→ **PROBLEM DETAILS**
Every line below between the one holding "pixel 388 175" and the one holding "One point per instance of the blue emergency", inclusive, should be copied exactly, and no other line.

→ **DATA TO PROCESS**
*****

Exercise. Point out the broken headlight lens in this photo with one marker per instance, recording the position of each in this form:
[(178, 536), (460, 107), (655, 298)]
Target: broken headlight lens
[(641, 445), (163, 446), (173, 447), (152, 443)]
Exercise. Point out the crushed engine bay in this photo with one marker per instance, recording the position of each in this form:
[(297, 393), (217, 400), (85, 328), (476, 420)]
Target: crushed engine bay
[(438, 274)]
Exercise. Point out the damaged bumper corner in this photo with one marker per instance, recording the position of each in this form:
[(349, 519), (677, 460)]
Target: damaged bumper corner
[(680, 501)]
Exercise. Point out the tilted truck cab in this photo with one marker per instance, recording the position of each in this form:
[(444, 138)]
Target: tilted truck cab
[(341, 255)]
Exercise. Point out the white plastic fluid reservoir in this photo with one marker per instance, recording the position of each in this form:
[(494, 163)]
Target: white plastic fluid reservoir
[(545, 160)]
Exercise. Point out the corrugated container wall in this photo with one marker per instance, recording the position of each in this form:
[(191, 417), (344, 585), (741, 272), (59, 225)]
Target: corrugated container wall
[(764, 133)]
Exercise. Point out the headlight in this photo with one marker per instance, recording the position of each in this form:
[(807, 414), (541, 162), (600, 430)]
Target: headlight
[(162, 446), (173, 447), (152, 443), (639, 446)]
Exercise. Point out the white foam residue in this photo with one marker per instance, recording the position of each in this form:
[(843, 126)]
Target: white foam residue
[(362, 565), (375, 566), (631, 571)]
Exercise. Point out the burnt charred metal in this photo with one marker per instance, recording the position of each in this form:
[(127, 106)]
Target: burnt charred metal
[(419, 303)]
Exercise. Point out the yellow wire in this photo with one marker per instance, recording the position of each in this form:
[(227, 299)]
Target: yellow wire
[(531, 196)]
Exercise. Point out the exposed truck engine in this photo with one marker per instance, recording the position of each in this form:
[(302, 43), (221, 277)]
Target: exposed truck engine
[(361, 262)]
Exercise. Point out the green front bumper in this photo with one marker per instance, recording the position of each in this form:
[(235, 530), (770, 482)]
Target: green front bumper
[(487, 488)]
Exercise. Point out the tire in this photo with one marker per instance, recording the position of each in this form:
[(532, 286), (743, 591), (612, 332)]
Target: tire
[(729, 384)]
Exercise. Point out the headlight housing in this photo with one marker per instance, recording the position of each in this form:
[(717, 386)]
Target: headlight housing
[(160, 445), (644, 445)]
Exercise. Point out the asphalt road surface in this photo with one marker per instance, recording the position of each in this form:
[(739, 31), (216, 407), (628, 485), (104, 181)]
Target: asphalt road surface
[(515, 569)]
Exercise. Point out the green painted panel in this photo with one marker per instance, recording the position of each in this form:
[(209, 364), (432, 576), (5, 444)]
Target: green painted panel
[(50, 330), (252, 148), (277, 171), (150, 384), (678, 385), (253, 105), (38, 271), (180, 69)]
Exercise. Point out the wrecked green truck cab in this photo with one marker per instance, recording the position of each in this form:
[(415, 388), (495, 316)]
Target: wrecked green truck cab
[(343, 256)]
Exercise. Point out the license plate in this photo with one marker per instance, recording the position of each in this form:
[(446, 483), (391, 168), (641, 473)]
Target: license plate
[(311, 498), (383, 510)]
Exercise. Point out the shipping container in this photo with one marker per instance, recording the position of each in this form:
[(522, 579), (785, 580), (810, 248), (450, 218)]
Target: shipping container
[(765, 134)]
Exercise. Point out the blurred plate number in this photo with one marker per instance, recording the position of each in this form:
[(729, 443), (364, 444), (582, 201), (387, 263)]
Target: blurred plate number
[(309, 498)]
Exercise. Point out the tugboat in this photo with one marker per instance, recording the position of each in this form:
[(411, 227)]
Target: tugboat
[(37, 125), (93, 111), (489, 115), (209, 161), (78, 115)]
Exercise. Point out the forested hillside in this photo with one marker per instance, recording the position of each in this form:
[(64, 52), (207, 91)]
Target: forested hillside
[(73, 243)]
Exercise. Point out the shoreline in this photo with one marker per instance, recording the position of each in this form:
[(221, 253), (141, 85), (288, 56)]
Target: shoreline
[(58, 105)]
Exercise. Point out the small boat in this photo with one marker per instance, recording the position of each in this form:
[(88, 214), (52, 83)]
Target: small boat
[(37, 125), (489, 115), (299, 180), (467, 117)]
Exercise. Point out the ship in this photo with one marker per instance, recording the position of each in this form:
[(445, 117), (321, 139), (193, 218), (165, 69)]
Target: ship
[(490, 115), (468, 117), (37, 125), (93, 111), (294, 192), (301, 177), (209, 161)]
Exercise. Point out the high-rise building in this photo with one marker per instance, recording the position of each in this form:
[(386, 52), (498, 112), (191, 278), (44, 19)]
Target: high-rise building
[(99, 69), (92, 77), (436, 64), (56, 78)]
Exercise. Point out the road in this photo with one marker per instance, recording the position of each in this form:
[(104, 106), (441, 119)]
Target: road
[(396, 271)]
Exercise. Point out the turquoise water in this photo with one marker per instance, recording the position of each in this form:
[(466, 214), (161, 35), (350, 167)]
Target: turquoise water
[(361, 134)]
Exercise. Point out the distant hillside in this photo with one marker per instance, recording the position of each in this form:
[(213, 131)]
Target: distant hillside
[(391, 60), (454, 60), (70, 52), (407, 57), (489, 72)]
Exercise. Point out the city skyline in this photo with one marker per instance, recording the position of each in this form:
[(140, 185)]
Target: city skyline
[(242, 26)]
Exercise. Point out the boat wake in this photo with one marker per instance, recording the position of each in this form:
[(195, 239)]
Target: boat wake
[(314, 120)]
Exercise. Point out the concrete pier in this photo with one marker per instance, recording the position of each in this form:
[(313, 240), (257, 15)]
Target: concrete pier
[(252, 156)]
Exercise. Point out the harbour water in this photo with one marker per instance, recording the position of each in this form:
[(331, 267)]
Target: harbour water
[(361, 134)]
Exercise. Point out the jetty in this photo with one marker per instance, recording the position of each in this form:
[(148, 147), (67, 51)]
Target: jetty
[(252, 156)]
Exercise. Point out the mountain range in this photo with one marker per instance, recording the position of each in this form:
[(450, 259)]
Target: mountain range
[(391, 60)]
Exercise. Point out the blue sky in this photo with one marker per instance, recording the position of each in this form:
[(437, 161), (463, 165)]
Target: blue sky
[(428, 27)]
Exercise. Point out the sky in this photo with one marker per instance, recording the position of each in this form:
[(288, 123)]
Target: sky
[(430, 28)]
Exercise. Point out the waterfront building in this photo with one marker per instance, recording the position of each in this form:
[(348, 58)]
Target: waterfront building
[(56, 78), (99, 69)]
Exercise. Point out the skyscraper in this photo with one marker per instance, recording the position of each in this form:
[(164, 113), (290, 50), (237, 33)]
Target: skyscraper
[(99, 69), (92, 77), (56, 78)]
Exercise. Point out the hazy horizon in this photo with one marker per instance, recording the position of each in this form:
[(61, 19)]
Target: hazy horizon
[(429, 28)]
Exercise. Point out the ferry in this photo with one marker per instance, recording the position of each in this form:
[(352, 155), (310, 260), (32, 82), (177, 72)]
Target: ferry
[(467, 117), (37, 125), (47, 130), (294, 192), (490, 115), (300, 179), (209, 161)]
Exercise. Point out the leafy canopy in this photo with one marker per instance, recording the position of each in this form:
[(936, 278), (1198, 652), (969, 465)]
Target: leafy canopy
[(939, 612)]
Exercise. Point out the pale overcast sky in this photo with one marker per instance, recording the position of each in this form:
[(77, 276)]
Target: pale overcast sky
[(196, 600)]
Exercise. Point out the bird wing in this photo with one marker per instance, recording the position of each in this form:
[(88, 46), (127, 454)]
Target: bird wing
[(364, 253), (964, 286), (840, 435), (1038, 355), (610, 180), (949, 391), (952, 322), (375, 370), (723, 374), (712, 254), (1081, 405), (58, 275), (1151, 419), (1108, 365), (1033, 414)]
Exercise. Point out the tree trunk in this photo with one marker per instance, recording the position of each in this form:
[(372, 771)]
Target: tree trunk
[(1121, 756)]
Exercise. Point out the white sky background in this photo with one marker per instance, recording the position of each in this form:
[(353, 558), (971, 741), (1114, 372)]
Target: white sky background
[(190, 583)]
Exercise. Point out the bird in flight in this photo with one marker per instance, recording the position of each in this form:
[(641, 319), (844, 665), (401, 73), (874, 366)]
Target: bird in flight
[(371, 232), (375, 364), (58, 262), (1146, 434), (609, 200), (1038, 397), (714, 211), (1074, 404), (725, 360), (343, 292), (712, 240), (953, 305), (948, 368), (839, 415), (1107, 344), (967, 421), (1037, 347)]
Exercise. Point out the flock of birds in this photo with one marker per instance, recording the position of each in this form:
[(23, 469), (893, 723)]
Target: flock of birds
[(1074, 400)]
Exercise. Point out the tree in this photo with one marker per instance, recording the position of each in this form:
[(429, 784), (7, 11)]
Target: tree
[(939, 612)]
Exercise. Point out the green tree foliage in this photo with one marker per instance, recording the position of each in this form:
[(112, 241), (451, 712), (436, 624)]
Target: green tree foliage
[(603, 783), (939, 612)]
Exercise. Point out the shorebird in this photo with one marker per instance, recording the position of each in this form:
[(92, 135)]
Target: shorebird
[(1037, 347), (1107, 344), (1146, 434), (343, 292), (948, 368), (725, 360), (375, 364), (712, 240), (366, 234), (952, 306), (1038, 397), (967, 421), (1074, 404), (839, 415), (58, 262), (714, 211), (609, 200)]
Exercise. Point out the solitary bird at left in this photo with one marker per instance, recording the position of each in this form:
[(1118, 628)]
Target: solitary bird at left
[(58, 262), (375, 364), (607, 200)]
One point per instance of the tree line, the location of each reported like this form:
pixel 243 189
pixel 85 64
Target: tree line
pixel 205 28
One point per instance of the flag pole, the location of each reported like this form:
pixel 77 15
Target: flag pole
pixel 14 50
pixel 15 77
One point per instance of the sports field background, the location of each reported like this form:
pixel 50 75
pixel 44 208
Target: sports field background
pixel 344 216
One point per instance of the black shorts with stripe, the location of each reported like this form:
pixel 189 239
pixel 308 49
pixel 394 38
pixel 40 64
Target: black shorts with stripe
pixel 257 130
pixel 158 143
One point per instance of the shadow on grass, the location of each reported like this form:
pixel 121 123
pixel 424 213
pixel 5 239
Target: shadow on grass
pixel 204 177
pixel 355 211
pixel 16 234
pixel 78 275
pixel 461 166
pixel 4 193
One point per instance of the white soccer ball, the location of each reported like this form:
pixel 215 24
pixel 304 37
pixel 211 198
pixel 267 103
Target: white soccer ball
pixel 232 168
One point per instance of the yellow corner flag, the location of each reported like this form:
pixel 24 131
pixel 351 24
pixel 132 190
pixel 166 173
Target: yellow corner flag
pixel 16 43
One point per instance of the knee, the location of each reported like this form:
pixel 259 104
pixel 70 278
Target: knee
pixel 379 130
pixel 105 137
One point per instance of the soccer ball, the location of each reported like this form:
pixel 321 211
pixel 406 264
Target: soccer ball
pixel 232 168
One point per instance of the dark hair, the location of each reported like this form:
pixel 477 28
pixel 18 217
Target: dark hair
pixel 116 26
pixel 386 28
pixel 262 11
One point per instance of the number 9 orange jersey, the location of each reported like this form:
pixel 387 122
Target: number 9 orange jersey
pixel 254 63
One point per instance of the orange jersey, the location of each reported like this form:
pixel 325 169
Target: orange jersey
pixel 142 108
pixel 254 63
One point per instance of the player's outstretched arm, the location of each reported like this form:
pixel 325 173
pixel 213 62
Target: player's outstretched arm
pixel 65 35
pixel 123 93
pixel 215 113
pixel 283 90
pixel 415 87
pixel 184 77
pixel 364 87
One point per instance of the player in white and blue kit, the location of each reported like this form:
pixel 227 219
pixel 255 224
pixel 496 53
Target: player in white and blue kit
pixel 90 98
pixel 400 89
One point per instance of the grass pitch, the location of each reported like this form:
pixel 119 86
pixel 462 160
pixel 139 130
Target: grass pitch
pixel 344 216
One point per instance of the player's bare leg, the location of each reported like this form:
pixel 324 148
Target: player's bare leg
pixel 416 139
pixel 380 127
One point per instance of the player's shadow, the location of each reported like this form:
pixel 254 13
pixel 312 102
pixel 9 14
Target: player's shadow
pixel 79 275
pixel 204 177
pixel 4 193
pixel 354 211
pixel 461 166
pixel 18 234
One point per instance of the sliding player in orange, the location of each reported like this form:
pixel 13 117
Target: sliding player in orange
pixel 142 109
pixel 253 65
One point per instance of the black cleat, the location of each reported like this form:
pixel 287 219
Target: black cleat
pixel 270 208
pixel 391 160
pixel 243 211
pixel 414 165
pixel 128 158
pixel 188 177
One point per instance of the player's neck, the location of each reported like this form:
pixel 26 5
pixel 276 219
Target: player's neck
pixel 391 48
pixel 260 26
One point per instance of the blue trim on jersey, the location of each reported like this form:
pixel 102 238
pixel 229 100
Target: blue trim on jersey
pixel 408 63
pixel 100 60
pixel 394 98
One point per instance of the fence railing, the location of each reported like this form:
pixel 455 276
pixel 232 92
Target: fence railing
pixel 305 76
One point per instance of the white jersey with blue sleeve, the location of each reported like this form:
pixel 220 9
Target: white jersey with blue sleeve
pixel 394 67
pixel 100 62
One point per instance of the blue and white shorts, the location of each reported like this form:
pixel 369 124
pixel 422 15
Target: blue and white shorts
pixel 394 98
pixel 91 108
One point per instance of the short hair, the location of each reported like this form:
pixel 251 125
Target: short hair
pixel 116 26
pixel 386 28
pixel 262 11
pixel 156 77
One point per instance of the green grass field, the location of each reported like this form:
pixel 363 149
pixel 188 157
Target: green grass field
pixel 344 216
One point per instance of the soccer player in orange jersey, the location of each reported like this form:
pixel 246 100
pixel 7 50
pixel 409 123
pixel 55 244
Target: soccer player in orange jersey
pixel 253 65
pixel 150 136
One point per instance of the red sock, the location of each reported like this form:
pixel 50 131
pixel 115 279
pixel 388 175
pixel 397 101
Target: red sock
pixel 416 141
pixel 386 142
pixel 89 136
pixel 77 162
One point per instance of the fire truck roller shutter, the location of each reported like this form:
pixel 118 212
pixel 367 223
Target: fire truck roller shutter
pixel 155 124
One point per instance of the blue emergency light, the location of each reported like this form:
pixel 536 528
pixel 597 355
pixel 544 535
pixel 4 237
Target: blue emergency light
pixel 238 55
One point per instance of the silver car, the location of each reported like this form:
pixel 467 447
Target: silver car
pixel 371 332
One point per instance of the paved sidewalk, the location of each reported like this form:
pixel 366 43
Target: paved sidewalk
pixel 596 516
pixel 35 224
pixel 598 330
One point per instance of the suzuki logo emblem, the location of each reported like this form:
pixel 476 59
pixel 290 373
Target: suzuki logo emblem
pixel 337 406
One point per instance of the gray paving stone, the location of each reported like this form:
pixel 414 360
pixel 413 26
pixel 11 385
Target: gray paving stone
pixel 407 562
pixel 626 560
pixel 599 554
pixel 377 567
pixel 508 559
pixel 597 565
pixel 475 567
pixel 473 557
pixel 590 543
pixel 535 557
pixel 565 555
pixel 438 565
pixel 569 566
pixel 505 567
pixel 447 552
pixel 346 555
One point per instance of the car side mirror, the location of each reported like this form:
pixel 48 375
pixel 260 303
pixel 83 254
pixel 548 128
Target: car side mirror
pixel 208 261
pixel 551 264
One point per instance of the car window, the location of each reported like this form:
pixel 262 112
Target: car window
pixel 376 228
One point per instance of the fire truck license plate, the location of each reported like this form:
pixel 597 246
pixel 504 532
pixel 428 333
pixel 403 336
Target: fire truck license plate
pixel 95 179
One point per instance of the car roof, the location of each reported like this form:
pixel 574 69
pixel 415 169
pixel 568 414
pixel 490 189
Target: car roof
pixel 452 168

*****

→ **OUTPUT OF THE TASK**
pixel 388 175
pixel 397 101
Target: red sock
pixel 416 141
pixel 386 142
pixel 89 136
pixel 77 162
One point per instance of the fire truck roller shutter, the location of each reported like this form:
pixel 118 212
pixel 367 223
Target: fire truck roller shutter
pixel 155 124
One point per instance of the blue emergency light, the location of each reported like this form:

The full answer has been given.